Birds Connect Seattle members with then-Councilmember Lisa Herbold at Lincoln Park | Photo by Kersti Muul
No pickleball courts to be added at Lincoln Park
After months of advocacy from Birds Connect Seattle, the Seattle Nature Alliance, and community members from all over Seattle, Seattle Parks and Recreation announced they will not create pickleball courts at Lincoln Park.
This is great news for birds and other wildlife at Lincoln Park. Pickleball courts would have significantly increased human-related noise, which is a known environmental pollutant that stresses and harms wildlife, directly adjacent to priority habitat areas in the park.
Please join us in thanking Seattle Parks and Recreation for choosing to be good stewards of wildlife and habitat and Lincoln Park.
About Lincoln Park
Lincoln Park is majority wooded with areas of native mixed deciduous/coniferous forest, groves of Pacific Madrone, and stands of intentionally planted species like Coast Redwood and European Beech. Including off-site trees, Lincoln Park contributes to a forest with approximately 90 acres of contiguous tree canopy, the 9th largest area of contiguous tree canopy in Seattle. The forested areas are dotted with open meadows and managed lawns. Bluffs on the west side of the park slope steeply down to a paved pedestrian path and cobble beach on Puget Sound.
More than 160 bird species have been reported from Lincoln Park, along with at least 9 mammal, 11 arachnid, and 58 insect species. It also supports the only known population of Phantom Orchids in Seattle.
Why picket over pickleball?
Pickleball is noisy. The hard paddles striking rigid plastic balls can produce noises up to 120 decibels within three feet of the paddle–a painfully loud sound on par with a chainsaw or thunderclap. The loudness attenuates over distance, but can still be 70 decibels or louder 100 feet away. The noise generates complaints and even lawsuits from human neighbors.
Wildlife are sensitive to increased noise, too. Behavioral, physiological, and reproductive responses to human-related noise are documented in the literature. Studies find, among other effects, reduced diversity and abundance in noisier environments, diminished foraging and prey detection efficacy, interference with and alterations of vocalizations, and possibly the occurrence and severity of infectious wildlife diseases.
Given the widespread and often deleterious effects on wildlife, human-related noise is increasingly recognized as an environmental pollutant that should be considered as part of public land management and in wildlife conservation strategies. When Seattle Parks and Recreation announced plans to add pickleball courts at Lincoln Park, there had been no consideration for the potential impacts to wildlife. This was part of a larger trend that we observed in which our parks department repeatedly failed to consider the needs of our shared biodiversity in management decisions.
What’s next?
Seattle Parks and Recreation is encouraging the community to seek funding to de-pave the site for restoration and habitat enhancement. Birds Connect Seattle will organize to support that effort.
────
> **REQUIRED ACTIONS**:
1) In the Lincoln Park text, rewrite the stretch from "More than 160" through "picket over pickleball?", substituting "reptile" for "mammal".
2) Say whether each statement agrees with the Lincoln Park text, answering yes or no and quoting the deciding words: (a) Seattle Parks and Recreation will build pickleball courts at Lincoln Park. (b) Lincoln Park holds the only known population of Phantom Orchids in Seattle. (c) Pickleball can produce noise of up to 120 decibels within three feet of the paddle.
The material after the Lincoln Park text is separate from it.

> **SUPPLIED MATERIAL**:
────
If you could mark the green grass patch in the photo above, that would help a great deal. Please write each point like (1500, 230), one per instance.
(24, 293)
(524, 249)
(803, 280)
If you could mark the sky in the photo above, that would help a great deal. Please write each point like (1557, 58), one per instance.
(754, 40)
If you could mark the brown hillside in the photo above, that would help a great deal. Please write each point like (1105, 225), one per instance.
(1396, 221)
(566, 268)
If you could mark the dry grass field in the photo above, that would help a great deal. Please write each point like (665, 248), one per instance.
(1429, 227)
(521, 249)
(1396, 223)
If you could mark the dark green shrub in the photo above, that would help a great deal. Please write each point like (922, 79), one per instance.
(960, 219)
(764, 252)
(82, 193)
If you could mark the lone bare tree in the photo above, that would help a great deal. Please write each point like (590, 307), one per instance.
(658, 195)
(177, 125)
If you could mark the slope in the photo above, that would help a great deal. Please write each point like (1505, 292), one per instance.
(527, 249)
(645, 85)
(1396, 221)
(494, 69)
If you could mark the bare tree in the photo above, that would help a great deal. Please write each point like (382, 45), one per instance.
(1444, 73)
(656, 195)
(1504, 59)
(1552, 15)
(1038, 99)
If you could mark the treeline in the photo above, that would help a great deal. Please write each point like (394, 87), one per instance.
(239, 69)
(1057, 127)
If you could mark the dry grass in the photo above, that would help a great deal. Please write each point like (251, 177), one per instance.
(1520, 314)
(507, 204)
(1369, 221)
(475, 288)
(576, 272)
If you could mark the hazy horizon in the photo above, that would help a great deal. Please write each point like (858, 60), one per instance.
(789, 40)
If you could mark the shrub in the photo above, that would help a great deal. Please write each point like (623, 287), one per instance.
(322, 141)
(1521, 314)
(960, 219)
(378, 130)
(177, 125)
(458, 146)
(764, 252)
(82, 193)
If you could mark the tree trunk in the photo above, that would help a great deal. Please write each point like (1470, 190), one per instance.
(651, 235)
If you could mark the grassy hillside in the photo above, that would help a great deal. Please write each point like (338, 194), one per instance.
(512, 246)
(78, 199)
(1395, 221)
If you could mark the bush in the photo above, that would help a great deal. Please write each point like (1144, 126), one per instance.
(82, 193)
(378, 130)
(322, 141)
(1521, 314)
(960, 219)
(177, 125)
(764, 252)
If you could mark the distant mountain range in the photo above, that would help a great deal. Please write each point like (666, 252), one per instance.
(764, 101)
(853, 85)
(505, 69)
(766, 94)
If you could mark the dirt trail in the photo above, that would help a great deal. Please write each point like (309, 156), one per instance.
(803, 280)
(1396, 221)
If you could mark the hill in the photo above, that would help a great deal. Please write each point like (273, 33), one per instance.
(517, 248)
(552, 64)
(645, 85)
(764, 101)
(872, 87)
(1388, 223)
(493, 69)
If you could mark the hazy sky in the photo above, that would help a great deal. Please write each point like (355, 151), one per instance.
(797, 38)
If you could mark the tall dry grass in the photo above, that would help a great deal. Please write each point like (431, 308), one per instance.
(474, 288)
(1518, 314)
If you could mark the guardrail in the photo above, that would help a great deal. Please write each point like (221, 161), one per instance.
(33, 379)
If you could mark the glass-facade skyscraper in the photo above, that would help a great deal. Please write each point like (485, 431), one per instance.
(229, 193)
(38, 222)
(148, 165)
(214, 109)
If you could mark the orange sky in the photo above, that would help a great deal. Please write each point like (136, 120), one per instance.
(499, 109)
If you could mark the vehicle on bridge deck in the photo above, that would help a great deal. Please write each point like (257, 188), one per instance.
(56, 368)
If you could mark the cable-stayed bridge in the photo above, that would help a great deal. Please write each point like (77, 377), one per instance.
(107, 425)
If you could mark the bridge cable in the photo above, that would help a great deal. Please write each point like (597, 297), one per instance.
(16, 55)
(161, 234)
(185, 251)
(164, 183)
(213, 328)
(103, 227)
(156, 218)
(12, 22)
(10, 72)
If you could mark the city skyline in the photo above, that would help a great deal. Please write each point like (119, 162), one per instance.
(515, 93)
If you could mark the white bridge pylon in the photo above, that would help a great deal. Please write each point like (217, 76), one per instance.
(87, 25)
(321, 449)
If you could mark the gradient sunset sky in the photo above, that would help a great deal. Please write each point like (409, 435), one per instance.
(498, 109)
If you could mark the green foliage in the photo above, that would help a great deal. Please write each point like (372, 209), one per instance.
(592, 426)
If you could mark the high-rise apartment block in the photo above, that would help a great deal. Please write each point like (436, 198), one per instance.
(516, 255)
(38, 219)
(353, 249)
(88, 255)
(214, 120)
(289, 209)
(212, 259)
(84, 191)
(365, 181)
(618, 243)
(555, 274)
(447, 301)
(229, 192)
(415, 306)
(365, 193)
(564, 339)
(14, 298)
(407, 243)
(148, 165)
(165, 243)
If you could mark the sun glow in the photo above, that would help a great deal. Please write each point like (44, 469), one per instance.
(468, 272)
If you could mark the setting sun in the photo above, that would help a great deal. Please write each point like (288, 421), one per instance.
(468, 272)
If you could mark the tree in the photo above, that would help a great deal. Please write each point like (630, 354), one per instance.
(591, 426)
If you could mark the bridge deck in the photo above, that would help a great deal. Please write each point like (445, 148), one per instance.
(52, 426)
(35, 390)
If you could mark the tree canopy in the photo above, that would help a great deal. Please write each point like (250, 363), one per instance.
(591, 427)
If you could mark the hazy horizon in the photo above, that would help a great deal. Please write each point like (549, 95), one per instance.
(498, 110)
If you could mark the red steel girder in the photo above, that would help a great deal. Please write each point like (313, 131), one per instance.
────
> **ANSWERS PROVIDED**:
1)
More than 160 bird species have been reported from Lincoln Park, along with at least 9 reptile, 11 arachnid, and 58 insect species. It also supports the only known population of Phantom Orchids in Seattle.
Why picket over pickleball?

2)
(a) No: "Seattle Parks and Recreation announced they will not create pickleball courts at Lincoln Park."
(b) Yes: "It also supports the only known population of Phantom Orchids in Seattle."
(c) Yes: "can produce noises up to 120 decibels within three feet of the paddle"